**Given instruction A:**
In the listing, starting with its first line and going on through the line with "[4,219,107,267]", swap "cabinet drawer" for "kitchen drawer" and write those lines again with nothing else changed. Leave the pictures out of your answer.
-- START Given passage --
To the SECRETARY OF THE TREASURY.

B. F. BUTLER.

TO WHOM LAND SCRIP OUGHT TO BE DELIVERED.

Land scrip issued pursuant to the act of the 30th of May, 1830, for the relief of certain officers and soldiers of the Virginia line and navy, must be made out in the names of the persons prima facie entitled to it.

If there be equitable assignees of the whole or any part of the scrip which may be issued, and they shall claim the same in hostility to the parties originally entitled, the scrip, if delivered at all, ought to be delivered to the parties originally entitled, their heirs, devisees, or other agent or agents, as contradistinguished from persons claiming interests, as assignees or otherwise, by contract.

But where the department sees that the just claims of other persons will be liable to be defeated by such delivery of the scrip, it may lawfully suspend the actual delivery until claimants can have time to apply to a court of equity for an injunction; and, if it be procured, to retain the scrip until the rights of the parties can be judicially determined.

ATTORNEY GENERAL'S OFFICE,
April 23, 1836.

SIR: In your letter of the 30th ultimo, after alluding to the circumstances which led to the general employment of attorneys in fact by persons having claims under the act of the 30th of May, 1830, for the relief of certain officers and soldiers of the Virginia line and navy, and of the continental army during the revolutionary war, and informing me that, where the character of the attorney is unexceptionable, it has been the invariable practice to deliver to him the scrip, when prepared, that he might settle his agency with his principal, leaving it to other tribunals to scrutinize, when necessary, the merits of disputed contracts, you state the following case: "Recently, a case is presented where a first attorney, having established the services of a captain, and proved the identity of his heirs, obtained for them a land warrant, and filed it in the proper office; after which, those heirs executed another power of attorney, and the substitute of that attorney has demanded the scrip prepared in the case, denying the correctness of the practice that has prevailed, and appealing from the decision of the Commissioner of the General Land Office as erroneous." With a view of disposing of this case, and of deciding as to the accuracy of the practice objected to, you request my opinion on the following point: "Whether a contract with heirs, by which an attor ney undertakes to establish their right to the bounty of the government, for a specified portion of what he may get, vests such an interest in the

attorney that his authority cannot be abrogated without cause, and as ought to be recognised and enforced here."
-- END Given passage --
-- START Material for the task --
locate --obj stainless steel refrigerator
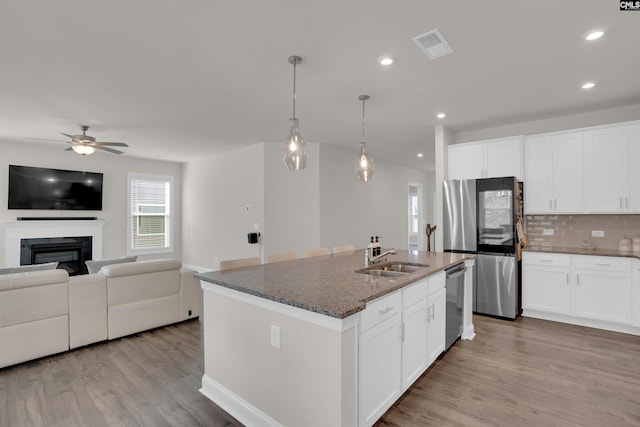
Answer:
[443,177,520,319]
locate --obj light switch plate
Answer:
[271,325,280,349]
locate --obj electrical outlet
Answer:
[271,325,280,349]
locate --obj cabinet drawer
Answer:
[574,255,631,272]
[522,252,571,267]
[402,280,427,308]
[427,271,447,295]
[360,291,402,333]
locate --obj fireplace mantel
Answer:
[4,219,107,267]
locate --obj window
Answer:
[127,173,173,254]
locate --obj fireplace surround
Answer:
[5,218,106,274]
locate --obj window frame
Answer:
[127,172,175,255]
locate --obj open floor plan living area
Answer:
[0,0,640,427]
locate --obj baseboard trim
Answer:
[200,374,282,427]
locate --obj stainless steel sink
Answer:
[356,268,409,277]
[376,262,429,274]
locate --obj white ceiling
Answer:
[0,0,640,170]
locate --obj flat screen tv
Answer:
[9,165,102,211]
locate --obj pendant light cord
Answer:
[362,99,366,142]
[293,60,298,119]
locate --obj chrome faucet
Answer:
[364,248,396,267]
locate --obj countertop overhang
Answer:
[195,249,475,319]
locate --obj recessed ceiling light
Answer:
[584,30,604,41]
[378,55,393,66]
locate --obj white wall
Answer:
[182,144,264,270]
[0,141,182,266]
[262,143,320,256]
[320,145,428,249]
[455,104,640,144]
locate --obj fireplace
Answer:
[20,236,92,276]
[0,218,107,267]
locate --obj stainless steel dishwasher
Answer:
[445,263,467,351]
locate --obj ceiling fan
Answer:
[27,125,128,156]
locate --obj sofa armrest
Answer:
[69,274,107,348]
[180,269,202,320]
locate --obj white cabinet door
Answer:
[631,260,640,328]
[584,127,628,213]
[401,300,427,392]
[622,124,640,213]
[522,253,571,315]
[484,136,523,179]
[427,288,447,366]
[574,269,631,324]
[551,133,584,213]
[358,313,402,426]
[447,143,484,179]
[524,136,553,214]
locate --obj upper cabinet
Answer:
[448,136,523,179]
[524,132,584,214]
[585,124,640,213]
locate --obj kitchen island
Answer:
[196,250,474,426]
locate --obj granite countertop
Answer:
[195,249,474,319]
[523,245,640,259]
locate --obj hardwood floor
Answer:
[0,316,640,427]
[0,320,241,427]
[376,316,640,427]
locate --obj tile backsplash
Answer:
[526,214,640,249]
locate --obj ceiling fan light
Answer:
[282,117,309,171]
[71,144,96,156]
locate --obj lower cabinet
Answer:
[427,273,447,366]
[522,252,640,334]
[358,273,446,426]
[522,252,571,315]
[358,291,402,426]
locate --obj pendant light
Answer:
[282,56,309,171]
[356,95,376,182]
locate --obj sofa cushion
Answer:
[0,262,58,275]
[85,255,138,274]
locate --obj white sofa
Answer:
[0,260,201,368]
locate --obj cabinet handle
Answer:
[380,307,393,314]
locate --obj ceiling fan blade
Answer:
[96,141,128,147]
[25,138,71,144]
[93,145,124,154]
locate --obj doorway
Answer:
[407,182,424,252]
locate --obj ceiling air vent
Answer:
[412,29,453,59]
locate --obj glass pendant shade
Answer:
[282,117,309,171]
[282,55,309,171]
[356,141,376,182]
[71,144,96,156]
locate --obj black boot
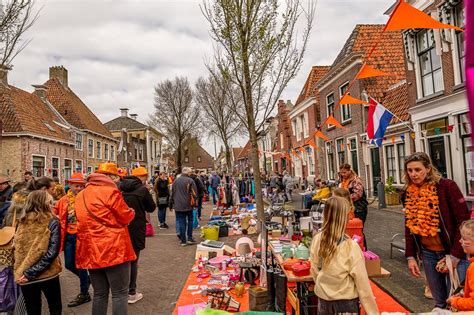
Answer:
[67,292,91,307]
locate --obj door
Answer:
[428,137,448,178]
[370,148,382,196]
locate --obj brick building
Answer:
[181,137,214,171]
[316,25,409,193]
[288,66,330,181]
[44,66,118,173]
[0,68,79,181]
[104,108,164,174]
[403,0,474,201]
[273,100,293,175]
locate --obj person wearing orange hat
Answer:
[120,167,156,304]
[54,173,91,307]
[75,163,137,315]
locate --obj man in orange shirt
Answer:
[54,173,91,307]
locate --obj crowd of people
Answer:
[0,152,474,314]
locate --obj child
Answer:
[310,197,379,315]
[14,190,62,315]
[447,219,474,311]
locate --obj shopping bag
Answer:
[193,209,199,230]
[0,267,20,312]
[142,223,155,236]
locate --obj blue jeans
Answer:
[211,187,219,205]
[158,205,168,224]
[422,249,469,308]
[176,210,193,243]
[64,234,90,293]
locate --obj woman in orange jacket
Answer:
[76,163,137,315]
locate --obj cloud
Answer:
[9,0,394,155]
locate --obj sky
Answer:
[8,0,395,155]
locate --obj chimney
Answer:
[0,65,12,85]
[49,66,68,88]
[120,108,128,117]
[32,84,48,101]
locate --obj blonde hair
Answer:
[459,219,474,241]
[404,152,442,187]
[318,197,350,264]
[20,190,53,222]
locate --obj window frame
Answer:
[415,29,444,98]
[339,81,352,123]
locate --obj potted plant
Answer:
[384,176,400,206]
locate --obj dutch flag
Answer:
[367,97,393,147]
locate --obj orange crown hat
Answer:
[95,163,119,176]
[132,166,148,176]
[67,173,86,185]
[117,167,128,177]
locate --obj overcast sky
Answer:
[10,0,395,155]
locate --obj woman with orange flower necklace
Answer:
[402,152,470,308]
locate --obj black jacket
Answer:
[120,176,156,252]
[191,175,204,198]
[154,178,170,197]
[23,219,61,280]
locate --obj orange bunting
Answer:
[384,0,463,32]
[326,115,344,128]
[314,130,329,141]
[339,94,369,105]
[356,63,391,79]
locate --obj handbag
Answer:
[0,211,16,266]
[158,197,168,206]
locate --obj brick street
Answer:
[51,202,433,315]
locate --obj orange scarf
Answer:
[405,184,439,236]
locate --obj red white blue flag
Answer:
[367,97,393,147]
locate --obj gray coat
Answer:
[170,175,197,212]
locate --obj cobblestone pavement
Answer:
[51,197,433,315]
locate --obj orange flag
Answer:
[356,63,390,79]
[326,115,344,128]
[339,94,369,105]
[314,130,329,141]
[384,0,463,31]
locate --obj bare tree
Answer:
[151,77,200,173]
[195,74,243,171]
[0,0,39,67]
[201,0,316,220]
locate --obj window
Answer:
[416,30,443,97]
[326,93,334,126]
[104,143,109,161]
[339,82,352,122]
[454,2,466,82]
[76,133,82,151]
[74,160,82,173]
[349,138,359,174]
[326,141,336,179]
[96,141,102,159]
[33,155,45,177]
[397,143,406,183]
[51,158,59,177]
[385,145,397,183]
[87,139,94,158]
[110,145,115,161]
[336,138,346,168]
[64,159,72,180]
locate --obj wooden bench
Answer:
[390,233,405,259]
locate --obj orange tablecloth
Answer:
[173,272,409,315]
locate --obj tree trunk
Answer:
[224,141,233,173]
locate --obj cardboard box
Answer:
[365,258,382,277]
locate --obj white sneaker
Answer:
[128,292,143,304]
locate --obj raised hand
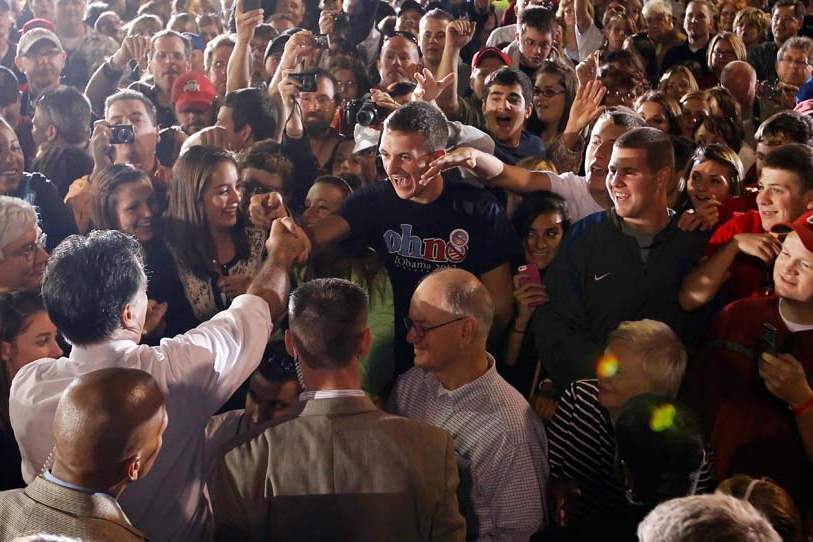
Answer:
[418,147,481,185]
[734,233,782,263]
[514,273,548,327]
[412,68,456,102]
[265,217,311,267]
[248,192,288,230]
[110,36,150,70]
[565,80,607,134]
[234,1,265,43]
[759,353,813,407]
[446,19,475,50]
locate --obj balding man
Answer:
[0,368,167,542]
[9,218,304,542]
[392,269,548,540]
[210,279,465,542]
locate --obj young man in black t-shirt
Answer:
[308,102,519,373]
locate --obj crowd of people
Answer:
[0,0,813,542]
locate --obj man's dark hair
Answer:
[615,394,705,505]
[36,85,91,145]
[483,66,534,108]
[288,279,367,369]
[384,102,449,152]
[518,6,556,34]
[0,66,20,107]
[754,111,813,145]
[151,29,192,60]
[421,8,454,22]
[762,143,813,193]
[223,88,277,141]
[42,230,145,345]
[771,0,806,21]
[615,126,675,173]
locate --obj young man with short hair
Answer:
[679,143,813,310]
[483,68,545,165]
[532,128,705,387]
[748,0,806,81]
[309,102,519,380]
[503,6,555,79]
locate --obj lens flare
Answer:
[649,403,675,433]
[596,354,618,378]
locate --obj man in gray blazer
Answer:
[0,368,167,542]
[209,279,465,542]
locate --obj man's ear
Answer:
[285,329,297,359]
[124,453,141,482]
[0,341,11,361]
[460,317,480,344]
[45,124,59,143]
[356,327,373,360]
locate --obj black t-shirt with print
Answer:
[339,177,520,373]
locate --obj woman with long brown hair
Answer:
[164,146,266,328]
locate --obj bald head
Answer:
[415,268,494,338]
[53,368,166,487]
[720,60,757,109]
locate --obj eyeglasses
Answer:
[8,232,48,263]
[404,316,467,340]
[779,56,810,67]
[534,87,565,98]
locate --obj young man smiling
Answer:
[532,128,705,387]
[680,143,813,310]
[483,68,545,170]
[309,102,519,380]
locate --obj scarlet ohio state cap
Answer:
[171,72,215,111]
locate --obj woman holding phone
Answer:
[503,191,570,396]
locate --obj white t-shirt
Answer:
[545,171,604,222]
[486,24,517,47]
[576,23,604,60]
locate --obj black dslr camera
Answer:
[340,98,390,135]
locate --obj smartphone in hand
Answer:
[517,263,542,284]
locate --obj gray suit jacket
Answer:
[0,476,147,542]
[209,397,465,542]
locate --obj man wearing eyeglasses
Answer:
[0,196,48,293]
[14,28,66,117]
[748,0,806,81]
[758,36,813,118]
[391,269,548,540]
[378,32,421,89]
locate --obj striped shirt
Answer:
[547,379,714,520]
[393,355,548,542]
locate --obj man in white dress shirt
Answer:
[9,218,302,541]
[390,269,548,542]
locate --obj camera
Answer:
[340,98,390,135]
[110,124,135,145]
[288,72,316,92]
[313,34,330,49]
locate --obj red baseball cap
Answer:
[771,211,813,252]
[21,19,56,34]
[170,72,216,111]
[471,47,511,68]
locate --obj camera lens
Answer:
[356,104,376,126]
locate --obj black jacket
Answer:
[533,209,706,388]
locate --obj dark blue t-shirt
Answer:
[339,178,520,373]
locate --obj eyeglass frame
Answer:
[0,231,48,263]
[404,316,468,339]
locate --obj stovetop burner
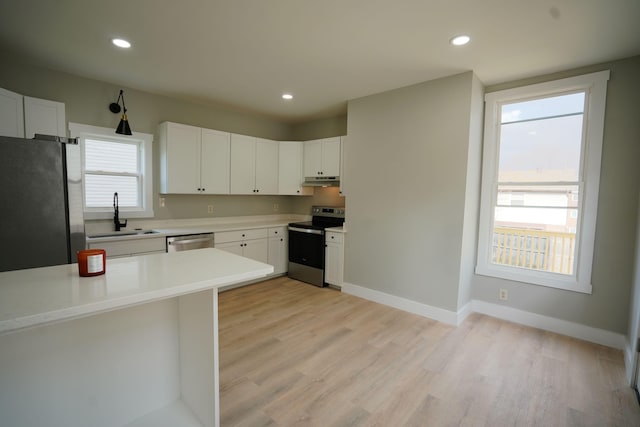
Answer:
[289,206,344,230]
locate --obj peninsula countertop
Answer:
[0,248,273,334]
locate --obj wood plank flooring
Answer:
[219,277,640,427]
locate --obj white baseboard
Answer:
[623,341,636,386]
[472,300,626,350]
[342,283,468,326]
[342,283,630,350]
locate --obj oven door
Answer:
[287,226,324,287]
[289,226,324,270]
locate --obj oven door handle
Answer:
[289,227,324,236]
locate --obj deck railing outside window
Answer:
[492,227,576,274]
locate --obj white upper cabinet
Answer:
[0,88,67,139]
[256,138,280,194]
[340,135,348,196]
[230,134,256,194]
[159,122,230,194]
[230,134,279,194]
[278,141,313,196]
[0,88,24,138]
[200,129,231,194]
[24,96,67,139]
[304,137,340,177]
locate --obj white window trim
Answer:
[476,70,609,294]
[69,123,153,220]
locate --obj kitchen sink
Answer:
[88,230,159,238]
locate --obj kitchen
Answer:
[0,1,640,426]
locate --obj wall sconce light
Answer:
[109,89,131,135]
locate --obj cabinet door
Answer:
[278,141,313,195]
[0,88,24,138]
[256,138,279,194]
[160,122,201,194]
[24,96,67,139]
[200,129,231,194]
[322,136,340,176]
[243,238,269,263]
[230,134,256,194]
[215,242,244,256]
[267,235,289,274]
[324,232,344,285]
[324,243,342,285]
[304,139,322,177]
-- END Material for the task --
**Given instruction B:**
From the opinion on land scrip, restate word for word the part starting with "Land scrip issued" and going on through "entitled to it.".

**Answer A:**
locate --obj stainless steel refrigerator
Answer:
[443,177,520,319]
locate --obj light switch plate
Answer:
[271,325,280,349]
locate --obj electrical outlet
Answer:
[271,325,280,349]
locate --obj kitchen drawer
Answer:
[574,255,631,272]
[522,252,571,267]
[402,280,427,308]
[427,271,447,295]
[360,291,402,333]
locate --obj fireplace mantel
Answer:
[4,219,107,267]

**Answer B:**
Land scrip issued pursuant to the act of the 30th of May, 1830, for the relief of certain officers and soldiers of the Virginia line and navy, must be made out in the names of the persons prima facie entitled to it.